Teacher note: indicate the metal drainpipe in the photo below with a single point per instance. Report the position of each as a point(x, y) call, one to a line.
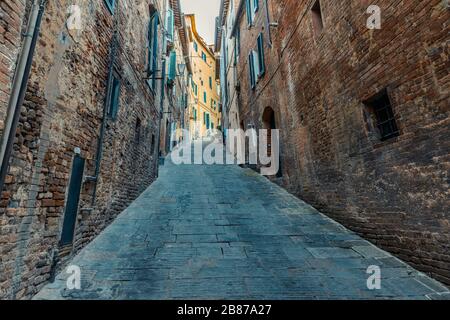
point(98, 157)
point(161, 110)
point(268, 21)
point(19, 87)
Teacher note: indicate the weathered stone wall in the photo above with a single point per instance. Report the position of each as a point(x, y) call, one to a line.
point(12, 16)
point(63, 110)
point(395, 193)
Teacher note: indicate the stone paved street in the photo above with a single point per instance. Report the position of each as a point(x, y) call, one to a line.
point(223, 232)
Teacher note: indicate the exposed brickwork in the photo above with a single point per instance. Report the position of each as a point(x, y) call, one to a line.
point(394, 193)
point(63, 110)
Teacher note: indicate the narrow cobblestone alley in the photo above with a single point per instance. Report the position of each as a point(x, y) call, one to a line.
point(223, 232)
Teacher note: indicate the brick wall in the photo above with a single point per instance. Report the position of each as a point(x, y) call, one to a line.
point(396, 192)
point(63, 110)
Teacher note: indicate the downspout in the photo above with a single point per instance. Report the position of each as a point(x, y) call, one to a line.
point(19, 87)
point(107, 102)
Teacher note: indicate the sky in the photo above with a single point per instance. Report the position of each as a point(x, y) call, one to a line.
point(205, 12)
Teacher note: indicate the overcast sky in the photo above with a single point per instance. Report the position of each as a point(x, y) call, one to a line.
point(205, 12)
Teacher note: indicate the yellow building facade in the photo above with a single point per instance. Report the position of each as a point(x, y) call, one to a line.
point(204, 88)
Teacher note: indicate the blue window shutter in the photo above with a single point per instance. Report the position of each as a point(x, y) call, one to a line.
point(111, 4)
point(255, 5)
point(173, 66)
point(262, 64)
point(155, 49)
point(170, 25)
point(115, 97)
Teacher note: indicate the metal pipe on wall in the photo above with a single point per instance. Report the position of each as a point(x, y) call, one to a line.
point(19, 86)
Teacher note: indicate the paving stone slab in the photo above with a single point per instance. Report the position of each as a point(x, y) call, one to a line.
point(223, 232)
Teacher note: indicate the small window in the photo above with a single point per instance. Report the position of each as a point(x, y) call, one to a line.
point(111, 4)
point(382, 114)
point(137, 131)
point(252, 7)
point(114, 98)
point(261, 62)
point(317, 18)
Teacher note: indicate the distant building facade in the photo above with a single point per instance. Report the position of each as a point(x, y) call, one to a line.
point(204, 108)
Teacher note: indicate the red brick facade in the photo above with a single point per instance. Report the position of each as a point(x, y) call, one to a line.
point(393, 192)
point(63, 110)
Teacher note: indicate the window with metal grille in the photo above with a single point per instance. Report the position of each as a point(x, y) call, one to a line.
point(381, 109)
point(114, 98)
point(316, 11)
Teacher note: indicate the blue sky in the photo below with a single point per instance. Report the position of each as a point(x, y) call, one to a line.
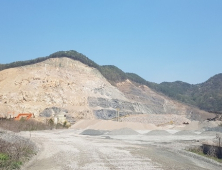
point(160, 40)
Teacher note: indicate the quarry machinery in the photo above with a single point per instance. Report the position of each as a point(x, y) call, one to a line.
point(27, 115)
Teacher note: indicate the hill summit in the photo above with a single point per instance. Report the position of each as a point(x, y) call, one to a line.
point(69, 81)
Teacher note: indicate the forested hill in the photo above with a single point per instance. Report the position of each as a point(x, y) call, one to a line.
point(207, 96)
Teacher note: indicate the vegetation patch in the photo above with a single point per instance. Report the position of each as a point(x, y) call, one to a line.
point(14, 151)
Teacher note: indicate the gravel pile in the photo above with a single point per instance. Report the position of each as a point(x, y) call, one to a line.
point(185, 132)
point(123, 131)
point(158, 132)
point(157, 119)
point(215, 129)
point(93, 132)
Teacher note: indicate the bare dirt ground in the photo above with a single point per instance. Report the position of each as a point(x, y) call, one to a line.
point(67, 150)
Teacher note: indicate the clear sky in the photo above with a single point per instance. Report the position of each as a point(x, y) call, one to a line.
point(160, 40)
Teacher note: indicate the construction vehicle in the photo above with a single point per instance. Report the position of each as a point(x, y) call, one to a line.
point(20, 115)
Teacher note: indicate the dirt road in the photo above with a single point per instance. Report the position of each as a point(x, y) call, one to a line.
point(67, 150)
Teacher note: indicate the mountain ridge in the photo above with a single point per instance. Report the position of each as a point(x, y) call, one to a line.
point(206, 96)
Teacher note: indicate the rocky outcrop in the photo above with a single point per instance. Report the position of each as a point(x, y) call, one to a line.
point(81, 91)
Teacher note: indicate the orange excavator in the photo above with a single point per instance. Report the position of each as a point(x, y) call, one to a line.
point(27, 115)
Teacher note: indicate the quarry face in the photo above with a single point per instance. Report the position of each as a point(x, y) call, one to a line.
point(82, 91)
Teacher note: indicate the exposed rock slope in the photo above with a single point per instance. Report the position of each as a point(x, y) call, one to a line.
point(82, 91)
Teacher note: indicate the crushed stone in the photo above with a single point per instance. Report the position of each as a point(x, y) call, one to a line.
point(123, 131)
point(158, 132)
==========
Required action: All entries should be given again exactly, except that pictures are to be excluded.

Exercise response:
Teacher note: indicate the metal drainpipe in the photo below with a single point per instance. Report the position of each as a point(x, y) call, one to a line.
point(98, 157)
point(161, 110)
point(268, 21)
point(19, 87)
Teacher note: indicate the weathered stone wall in the photo above with a single point per instance. Report the position of each as a point(x, y) call, one to a line.
point(12, 16)
point(63, 110)
point(395, 193)
Teacher note: indicate the stone paved street in the photo above with a single point per instance. Report the position of each as a point(x, y) call, one to a line.
point(223, 232)
Teacher note: indicate the exposed brickwork in the photo above with a single point per instance. Report the position of each as a point(x, y) call, one to a line.
point(394, 193)
point(63, 110)
Teacher note: indicate the narrow cobblestone alley in the photo above with a single point per instance. Report the position of each as a point(x, y) call, one to a line.
point(223, 232)
Teacher note: indicate the brick wall in the photo above with a single point per instance. Report the position of each as a point(x, y) call, one to a line.
point(396, 192)
point(63, 110)
Teacher note: indicate the downspout in the photo above with a single point per instance. Report the position of each as a point(x, y) call, one to a line.
point(19, 87)
point(107, 102)
Teacher note: indicate the sky in the photo above with a single point per instance. Report the position of each as a point(x, y) call, one to a line.
point(205, 12)
Teacher note: indicate the overcast sky in the photo above with a single point per instance. Report the position of each as a point(x, y) call, one to a line.
point(205, 12)
Teacher note: indicate the yellow building facade in the photo above with a single point per instance. Report the position of each as a point(x, y) call, one to a line.
point(204, 88)
Teacher note: indicate the blue window shutter in the photo above with a single point per instance. Report the position of each as a point(x, y) call, one to a line.
point(111, 4)
point(255, 5)
point(173, 66)
point(262, 64)
point(155, 49)
point(170, 25)
point(115, 97)
Teacher note: indicate the metal pipe on wall in the photo above with a single point per instance. Report the position of each as a point(x, y) call, one to a line.
point(19, 86)
Teacher note: indicate the paving stone slab in the photo above with a single point per instance. Report the position of each as a point(x, y) call, one to a line.
point(223, 232)
Teacher note: indicate the small window in the photo above with a single point per instance. Report the position of each as a point(x, y) call, one to a line.
point(111, 4)
point(382, 114)
point(137, 131)
point(252, 7)
point(114, 98)
point(261, 62)
point(317, 18)
Teacher note: indicate the distant building facade in the photo above with a single point per instance. Report the position of each as a point(x, y) call, one to a line.
point(204, 108)
Teacher note: indicate the red brick facade in the photo above with a single point per instance. Report the position of each as a point(x, y) call, one to a line.
point(393, 192)
point(63, 110)
Teacher note: indicate the window with metal grille in the photo above with a single point per instance. Report the position of each as a point(x, y) call, one to a line.
point(381, 109)
point(114, 98)
point(316, 11)
Teacher note: indicate the blue sky in the photo below with a single point per instance. Report the position of each as a point(x, y) call, one to a line.
point(160, 40)
Teacher note: indicate the quarry machinery in the photo above with a single point per instance. Report the position of each as a point(x, y) call, one to a line.
point(27, 115)
Teacher note: indicate the hill summit in the photo above with a single point per instance. Report the position of each as a point(x, y) call, one to a line.
point(69, 81)
Teacher note: indicate the forested hill in the photo above with a single point per instance. Report the position of each as a point(x, y) call, one to a line.
point(207, 96)
Teacher note: indicate the vegetation patch in the photo above with a single point per instance. Report the position of each as a point(x, y) call, one to a line.
point(14, 151)
Teacher note: indicate the gravel pile in the photo above with a single point per instance. Report the position of each as a point(x, y) call, one to a line.
point(185, 132)
point(123, 131)
point(158, 132)
point(157, 119)
point(215, 129)
point(93, 132)
Teacher note: indicate the bare dirt ground in the photo above with a single point per instance. Report the position of each as a point(x, y) call, one to a line.
point(67, 150)
Teacher note: indicate the clear sky in the photo above with a single point per instance. Report the position of each as a point(x, y) call, one to a line.
point(160, 40)
Teacher note: indicate the construction vehicle in the photo above with a single point per instance. Report the position of each as a point(x, y) call, one to a line.
point(20, 115)
Teacher note: indicate the dirt road in the photo above with a single point per instance. Report the position of each as a point(x, y) call, one to a line.
point(67, 150)
Teacher note: indicate the mountain ridge in the photo above with a single point per instance. Report the position of each as a point(x, y) call, one to a line.
point(206, 96)
Teacher note: indicate the rocky outcrop in the photo above with a single point per instance. Report the position of each as a point(x, y) call, one to a line.
point(81, 91)
Teacher note: indicate the orange excavator in the photo above with a single point per instance. Report the position of each as a point(x, y) call, one to a line.
point(27, 115)
Teacher note: indicate the quarry face in the photo above with a single point per instance. Report the position of each as a point(x, y) call, one to a line.
point(82, 91)
Teacher note: indicate the exposed rock slope in the photo above with a single point per instance. Report the position of each as a point(x, y) call, one to a line.
point(82, 91)
Teacher note: indicate the crushed stone in the photo above with a single point per instance. Report the position of each as a point(x, y) call, one to a line.
point(123, 131)
point(158, 132)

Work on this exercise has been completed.